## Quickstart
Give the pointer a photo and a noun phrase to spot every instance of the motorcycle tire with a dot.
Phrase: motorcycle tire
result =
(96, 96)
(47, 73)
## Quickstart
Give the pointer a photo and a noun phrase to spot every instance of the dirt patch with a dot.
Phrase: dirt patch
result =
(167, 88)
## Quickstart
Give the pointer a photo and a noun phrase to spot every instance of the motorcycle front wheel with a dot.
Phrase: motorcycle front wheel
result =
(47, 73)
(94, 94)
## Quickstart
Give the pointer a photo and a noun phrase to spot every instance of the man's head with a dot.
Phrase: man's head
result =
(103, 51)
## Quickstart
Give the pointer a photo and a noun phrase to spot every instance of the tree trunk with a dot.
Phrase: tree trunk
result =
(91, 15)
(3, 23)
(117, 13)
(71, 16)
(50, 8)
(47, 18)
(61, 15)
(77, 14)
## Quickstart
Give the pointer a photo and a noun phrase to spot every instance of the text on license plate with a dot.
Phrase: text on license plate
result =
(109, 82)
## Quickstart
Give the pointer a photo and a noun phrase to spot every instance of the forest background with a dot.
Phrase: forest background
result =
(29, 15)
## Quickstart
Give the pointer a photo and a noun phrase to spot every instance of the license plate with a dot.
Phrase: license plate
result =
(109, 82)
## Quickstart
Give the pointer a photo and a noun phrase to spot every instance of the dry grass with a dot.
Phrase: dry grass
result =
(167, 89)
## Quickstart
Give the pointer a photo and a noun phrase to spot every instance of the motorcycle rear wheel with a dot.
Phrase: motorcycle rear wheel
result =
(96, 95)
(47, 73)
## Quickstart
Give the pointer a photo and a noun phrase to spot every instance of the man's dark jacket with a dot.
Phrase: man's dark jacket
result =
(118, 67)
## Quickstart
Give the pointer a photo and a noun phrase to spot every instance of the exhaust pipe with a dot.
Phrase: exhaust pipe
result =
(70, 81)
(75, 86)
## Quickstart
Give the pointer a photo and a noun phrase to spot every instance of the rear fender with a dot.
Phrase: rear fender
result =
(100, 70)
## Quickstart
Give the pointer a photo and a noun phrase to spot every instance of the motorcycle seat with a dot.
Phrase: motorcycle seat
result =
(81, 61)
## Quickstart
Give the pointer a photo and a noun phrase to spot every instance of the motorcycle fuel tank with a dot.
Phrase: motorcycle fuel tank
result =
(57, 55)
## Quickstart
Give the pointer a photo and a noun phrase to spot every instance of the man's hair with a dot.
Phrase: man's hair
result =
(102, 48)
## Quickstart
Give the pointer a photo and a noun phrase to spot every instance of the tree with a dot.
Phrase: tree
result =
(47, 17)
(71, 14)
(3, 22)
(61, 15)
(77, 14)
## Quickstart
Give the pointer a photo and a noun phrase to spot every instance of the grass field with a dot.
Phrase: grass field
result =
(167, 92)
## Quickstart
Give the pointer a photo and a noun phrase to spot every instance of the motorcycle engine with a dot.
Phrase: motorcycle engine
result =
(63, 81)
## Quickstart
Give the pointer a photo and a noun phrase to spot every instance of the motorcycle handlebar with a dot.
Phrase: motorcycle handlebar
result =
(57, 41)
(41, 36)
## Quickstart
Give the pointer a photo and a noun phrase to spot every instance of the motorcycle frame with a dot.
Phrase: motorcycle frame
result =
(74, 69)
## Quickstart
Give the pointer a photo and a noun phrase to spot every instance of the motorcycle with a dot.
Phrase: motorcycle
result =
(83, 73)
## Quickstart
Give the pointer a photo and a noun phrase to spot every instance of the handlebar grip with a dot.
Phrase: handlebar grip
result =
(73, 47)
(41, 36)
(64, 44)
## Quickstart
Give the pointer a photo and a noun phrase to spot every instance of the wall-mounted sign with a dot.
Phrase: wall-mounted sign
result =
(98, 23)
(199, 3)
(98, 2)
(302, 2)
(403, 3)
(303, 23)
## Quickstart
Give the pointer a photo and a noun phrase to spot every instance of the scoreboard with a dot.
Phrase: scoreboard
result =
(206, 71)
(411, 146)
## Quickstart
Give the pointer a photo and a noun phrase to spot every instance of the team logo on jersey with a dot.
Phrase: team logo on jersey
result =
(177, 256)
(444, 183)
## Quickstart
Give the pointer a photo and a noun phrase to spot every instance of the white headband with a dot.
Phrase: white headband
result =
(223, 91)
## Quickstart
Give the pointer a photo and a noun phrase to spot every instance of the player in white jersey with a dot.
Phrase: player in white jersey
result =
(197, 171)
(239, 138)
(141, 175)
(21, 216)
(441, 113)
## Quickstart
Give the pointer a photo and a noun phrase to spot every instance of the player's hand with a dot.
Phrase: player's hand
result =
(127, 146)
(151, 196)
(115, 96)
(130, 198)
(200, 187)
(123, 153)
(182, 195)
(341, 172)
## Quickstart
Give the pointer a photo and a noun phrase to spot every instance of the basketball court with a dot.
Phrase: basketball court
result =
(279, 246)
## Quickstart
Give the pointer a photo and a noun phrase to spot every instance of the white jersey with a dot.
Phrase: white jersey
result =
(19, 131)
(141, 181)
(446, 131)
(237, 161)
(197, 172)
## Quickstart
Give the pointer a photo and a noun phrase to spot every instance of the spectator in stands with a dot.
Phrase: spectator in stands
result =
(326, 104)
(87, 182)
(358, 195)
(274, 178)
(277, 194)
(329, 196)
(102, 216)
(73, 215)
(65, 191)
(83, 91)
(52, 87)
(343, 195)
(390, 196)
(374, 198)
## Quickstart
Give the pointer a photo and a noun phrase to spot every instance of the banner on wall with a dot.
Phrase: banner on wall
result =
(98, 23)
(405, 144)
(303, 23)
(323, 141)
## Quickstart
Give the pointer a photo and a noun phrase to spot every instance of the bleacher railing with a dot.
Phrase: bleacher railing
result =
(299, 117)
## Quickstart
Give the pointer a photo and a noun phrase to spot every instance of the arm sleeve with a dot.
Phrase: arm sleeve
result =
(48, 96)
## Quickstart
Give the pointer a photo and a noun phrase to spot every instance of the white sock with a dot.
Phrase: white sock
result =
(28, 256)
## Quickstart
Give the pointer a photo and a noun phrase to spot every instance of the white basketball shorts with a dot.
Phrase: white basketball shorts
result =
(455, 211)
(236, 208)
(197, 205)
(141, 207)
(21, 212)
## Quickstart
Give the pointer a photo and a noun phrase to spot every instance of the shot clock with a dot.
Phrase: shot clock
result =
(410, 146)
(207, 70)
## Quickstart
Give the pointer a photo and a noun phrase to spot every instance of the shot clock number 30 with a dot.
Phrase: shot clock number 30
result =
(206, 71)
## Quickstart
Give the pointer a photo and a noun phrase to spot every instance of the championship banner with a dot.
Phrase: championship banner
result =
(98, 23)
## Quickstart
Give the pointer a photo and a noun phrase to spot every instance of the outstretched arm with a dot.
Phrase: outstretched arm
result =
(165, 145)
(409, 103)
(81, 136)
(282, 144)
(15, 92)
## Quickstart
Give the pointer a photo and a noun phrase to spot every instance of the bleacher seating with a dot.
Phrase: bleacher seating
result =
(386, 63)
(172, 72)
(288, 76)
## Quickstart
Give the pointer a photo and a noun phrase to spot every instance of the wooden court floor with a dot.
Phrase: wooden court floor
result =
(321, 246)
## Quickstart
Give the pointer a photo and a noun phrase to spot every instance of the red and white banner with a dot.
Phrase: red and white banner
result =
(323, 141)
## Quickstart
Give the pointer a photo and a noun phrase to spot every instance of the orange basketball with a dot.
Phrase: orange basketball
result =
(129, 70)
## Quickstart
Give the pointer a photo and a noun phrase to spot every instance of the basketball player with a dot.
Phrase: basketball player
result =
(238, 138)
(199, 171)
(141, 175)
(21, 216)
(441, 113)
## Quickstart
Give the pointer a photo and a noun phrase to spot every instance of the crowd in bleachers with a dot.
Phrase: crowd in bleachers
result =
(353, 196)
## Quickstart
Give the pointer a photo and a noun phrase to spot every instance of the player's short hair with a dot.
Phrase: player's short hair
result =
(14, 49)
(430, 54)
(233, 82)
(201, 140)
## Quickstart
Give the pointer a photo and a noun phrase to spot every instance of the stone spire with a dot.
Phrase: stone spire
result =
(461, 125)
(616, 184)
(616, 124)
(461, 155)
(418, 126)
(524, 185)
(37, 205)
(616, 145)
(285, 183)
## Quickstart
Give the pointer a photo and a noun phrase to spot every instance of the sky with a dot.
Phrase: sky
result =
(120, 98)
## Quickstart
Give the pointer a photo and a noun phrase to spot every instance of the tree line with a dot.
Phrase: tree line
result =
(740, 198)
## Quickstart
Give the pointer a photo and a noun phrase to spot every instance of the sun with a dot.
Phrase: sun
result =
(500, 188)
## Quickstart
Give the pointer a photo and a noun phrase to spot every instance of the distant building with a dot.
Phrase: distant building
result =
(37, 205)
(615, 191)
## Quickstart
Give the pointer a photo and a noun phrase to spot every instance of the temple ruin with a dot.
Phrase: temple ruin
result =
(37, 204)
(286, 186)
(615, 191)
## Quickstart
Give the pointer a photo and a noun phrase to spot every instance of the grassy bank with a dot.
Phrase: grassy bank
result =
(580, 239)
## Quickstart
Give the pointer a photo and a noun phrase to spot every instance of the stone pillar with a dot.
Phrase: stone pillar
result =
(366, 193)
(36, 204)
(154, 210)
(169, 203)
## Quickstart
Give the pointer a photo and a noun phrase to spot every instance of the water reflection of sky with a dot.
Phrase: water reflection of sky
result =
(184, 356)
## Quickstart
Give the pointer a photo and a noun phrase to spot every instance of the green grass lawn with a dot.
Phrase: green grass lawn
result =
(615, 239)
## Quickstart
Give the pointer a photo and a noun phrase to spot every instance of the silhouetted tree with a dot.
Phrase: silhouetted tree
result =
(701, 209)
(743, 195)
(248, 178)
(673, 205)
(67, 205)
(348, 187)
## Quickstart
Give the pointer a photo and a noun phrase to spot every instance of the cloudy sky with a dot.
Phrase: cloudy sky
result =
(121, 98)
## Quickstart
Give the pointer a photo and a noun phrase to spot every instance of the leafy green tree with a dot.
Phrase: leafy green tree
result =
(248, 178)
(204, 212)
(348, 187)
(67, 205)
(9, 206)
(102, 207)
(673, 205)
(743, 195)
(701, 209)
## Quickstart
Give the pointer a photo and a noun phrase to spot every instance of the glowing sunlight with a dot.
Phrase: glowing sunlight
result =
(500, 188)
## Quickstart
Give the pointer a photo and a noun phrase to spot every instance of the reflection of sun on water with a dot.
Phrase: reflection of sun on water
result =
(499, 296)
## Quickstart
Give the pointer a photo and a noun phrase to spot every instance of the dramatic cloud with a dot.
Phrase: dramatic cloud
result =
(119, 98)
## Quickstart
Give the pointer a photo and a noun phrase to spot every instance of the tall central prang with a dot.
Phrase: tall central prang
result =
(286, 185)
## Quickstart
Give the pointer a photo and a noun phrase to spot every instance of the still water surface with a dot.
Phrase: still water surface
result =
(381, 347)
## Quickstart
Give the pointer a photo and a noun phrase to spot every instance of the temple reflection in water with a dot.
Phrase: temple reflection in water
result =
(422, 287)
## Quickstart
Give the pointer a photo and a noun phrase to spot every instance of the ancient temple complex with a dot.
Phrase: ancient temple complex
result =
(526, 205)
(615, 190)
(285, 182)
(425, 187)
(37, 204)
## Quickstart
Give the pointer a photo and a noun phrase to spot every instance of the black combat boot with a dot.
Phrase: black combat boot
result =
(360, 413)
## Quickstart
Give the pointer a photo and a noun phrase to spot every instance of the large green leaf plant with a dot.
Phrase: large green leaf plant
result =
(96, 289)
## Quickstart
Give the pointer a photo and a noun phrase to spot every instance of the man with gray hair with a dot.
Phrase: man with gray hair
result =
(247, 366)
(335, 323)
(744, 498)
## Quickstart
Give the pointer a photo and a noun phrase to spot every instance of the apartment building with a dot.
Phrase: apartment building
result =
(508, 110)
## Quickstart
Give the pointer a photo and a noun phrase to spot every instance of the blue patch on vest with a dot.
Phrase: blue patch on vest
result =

● How to complete this task:
Identify the lines above that contain the word "hair", then copy them.

● Exercise response:
Give the pointer a photo and a noun phrase to spot every instance of the man's hair with a dot.
Phrase: man's hair
Give the pointer a photo and a noun phrase to spot every instance of the player's short hair with a dot.
Phrase: player's short hair
Give the pointer a photo and a noun phrase to spot every instance of the man with gray hair with a dot.
Phrase: man with gray hair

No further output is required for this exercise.